+++ Source excerpt +++

It seems unlikely that folks from such a world would even consider the concept of "astronomy" to have any merit. They would probably never have seen any observational evidence to believe that anyting exists beyond the solid confines of their world. The entire world would probably seem very "self contained" and the neutrino detector would probably never get funded. :)

On the other hand, one might be able to figure out that there was a moon circling the world (assuming there is one orbiting this world) based on tidal changes observed in water. Of course this presumes a large body of water exist under the surface. :)
 
  • #13
As the planets slowly spriral into the Sun, the planets would warm up.
The speed of sound would increase.
It would take shorter and shorter times for the echoes of their voices to bounce off the walls.
They would say, "Eh up!" the cave is expanding!
 
  • #14
Ok, I would like to apply for funding to build a sonar/radar transmitter/receiver to be located 101km from the known surface. The intent is to transmit waves through the surface at regular intervals in the hopes of receiving return reflections from nearby objects. This project has the advantage of being duplicated all along the surface. Big Government money in that one!

The second project would involve creating a neutrino "laser" of sorts. The intent is to create Bose-Einstein type condenstates of neutrinos that form quantum packets which can be aimed directionally. The hope is that we will see reflections of these neutrino packets from quantum scattering effects, both inside our planet and from outside the planet. I haven't a clue if that particular idea will even work (i.e. do neutrinos "scatter"?), but QM principles suggest it might work and there is a bonus as well. The neutrino transmitter program gives us an another good reason to fund a sensitive neutrino reciever program as well. It is sort of a two for one funding deal, and hey, you never know, it just might work. :)
 
  • #15
Sorry, that should be contracting to a big crunch!
 
  • #16
Now if the planet was to cool down with age then they would think that the cave was expanding!
 
  • #17
Sensble question here,
How good are rocks (silicates) at absorbing microwave radiation? If there were small amounts of the CMB arriving in your cave you could tell how you were moving relative to the CMB (direction and velocity). Blue shifted in front of you, redshifted behind you. Isn't the Earth moving n a direction towards the Virgo cluster?

+++ Dataset content +++

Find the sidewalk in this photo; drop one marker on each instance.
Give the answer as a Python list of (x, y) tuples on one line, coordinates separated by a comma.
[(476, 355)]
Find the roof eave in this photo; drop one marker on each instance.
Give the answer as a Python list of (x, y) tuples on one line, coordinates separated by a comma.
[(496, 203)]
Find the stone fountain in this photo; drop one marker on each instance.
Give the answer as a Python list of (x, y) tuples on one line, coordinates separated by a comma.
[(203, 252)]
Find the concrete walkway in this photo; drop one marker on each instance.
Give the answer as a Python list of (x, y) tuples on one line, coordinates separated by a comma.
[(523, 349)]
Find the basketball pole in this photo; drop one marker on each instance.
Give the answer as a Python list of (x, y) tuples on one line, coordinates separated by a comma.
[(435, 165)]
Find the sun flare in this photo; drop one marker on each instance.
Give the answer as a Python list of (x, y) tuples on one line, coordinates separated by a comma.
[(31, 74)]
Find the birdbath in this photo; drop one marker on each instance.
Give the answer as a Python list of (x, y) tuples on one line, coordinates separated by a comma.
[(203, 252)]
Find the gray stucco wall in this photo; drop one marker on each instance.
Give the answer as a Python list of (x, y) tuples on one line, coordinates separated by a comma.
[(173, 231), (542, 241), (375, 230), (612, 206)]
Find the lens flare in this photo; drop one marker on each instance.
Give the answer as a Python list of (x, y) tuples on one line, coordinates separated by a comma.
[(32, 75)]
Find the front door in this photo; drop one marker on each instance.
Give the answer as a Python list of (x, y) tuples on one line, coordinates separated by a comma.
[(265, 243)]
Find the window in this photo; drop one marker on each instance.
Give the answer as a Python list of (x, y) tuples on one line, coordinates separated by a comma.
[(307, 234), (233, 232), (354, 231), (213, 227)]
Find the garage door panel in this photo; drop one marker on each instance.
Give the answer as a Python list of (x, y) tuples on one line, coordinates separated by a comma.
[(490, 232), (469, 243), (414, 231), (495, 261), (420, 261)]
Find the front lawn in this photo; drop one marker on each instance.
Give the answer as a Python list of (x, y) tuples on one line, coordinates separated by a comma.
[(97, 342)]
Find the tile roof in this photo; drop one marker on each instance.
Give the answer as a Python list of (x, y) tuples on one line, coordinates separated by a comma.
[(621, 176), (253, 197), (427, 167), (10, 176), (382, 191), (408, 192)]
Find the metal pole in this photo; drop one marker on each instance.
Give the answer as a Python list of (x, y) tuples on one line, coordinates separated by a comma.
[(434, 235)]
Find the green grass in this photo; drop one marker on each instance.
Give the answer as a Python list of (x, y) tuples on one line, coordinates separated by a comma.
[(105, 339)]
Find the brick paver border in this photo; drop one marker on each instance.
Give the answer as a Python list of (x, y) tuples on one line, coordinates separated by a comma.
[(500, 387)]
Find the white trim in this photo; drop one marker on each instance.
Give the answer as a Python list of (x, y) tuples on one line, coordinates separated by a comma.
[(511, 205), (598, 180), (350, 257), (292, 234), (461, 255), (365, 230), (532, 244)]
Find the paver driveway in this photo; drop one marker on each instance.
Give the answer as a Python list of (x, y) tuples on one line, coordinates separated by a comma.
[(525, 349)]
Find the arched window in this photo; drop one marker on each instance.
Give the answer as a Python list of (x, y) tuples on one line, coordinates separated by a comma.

+++

Required actions:
**a.** According to the forum discussion, why would people from such a world probably see no merit in astronomy? Answer in one to three sentences.
**b.** Please carry on the forum discussion about astronomy from inside a closed world, starting after its last sentence.

Task responses:
**a.** They would probably never have seen any observational evidence that anything exists beyond the solid confines of their world. The whole world would likely seem self-contained to them.

**b.**
 
  • #18
SpaceTiger said:
I don't recall the order in which they were announced, but my point was that the experiment wasn't repeatable -- without the oft-seen optical counterpart to back it up, the event may have been dismissed as an anomaly. The three detectors together collected a total of 25 neutrinos and I'm not aware of any localization (do you reference for this?). A good underground scientist would be hesitant to associate this (by itself) with an astronomical event.

Of course, if you give them enough time, then a supernova will go off in the nearby Milky Way, at which point they might have a tough time explaining it as anything other than astronomical.


Kamiokande was the one of the ones that picked it up and was capable of determining the direction the neutrinos came from based on which photomultiplier tubes picked up the event (this is from my modern physics notes, I'd have to look around for another source).
 
  • #19
franznietzsche said:
Kamiokande was the one of the ones that picked it up and was capable of determining the direction the neutrinos came from based on which photomultiplier tubes picked up the event .

Ok, I found it:

http://prola.aps.org/abstract/PRD/v38/i2/p448_1"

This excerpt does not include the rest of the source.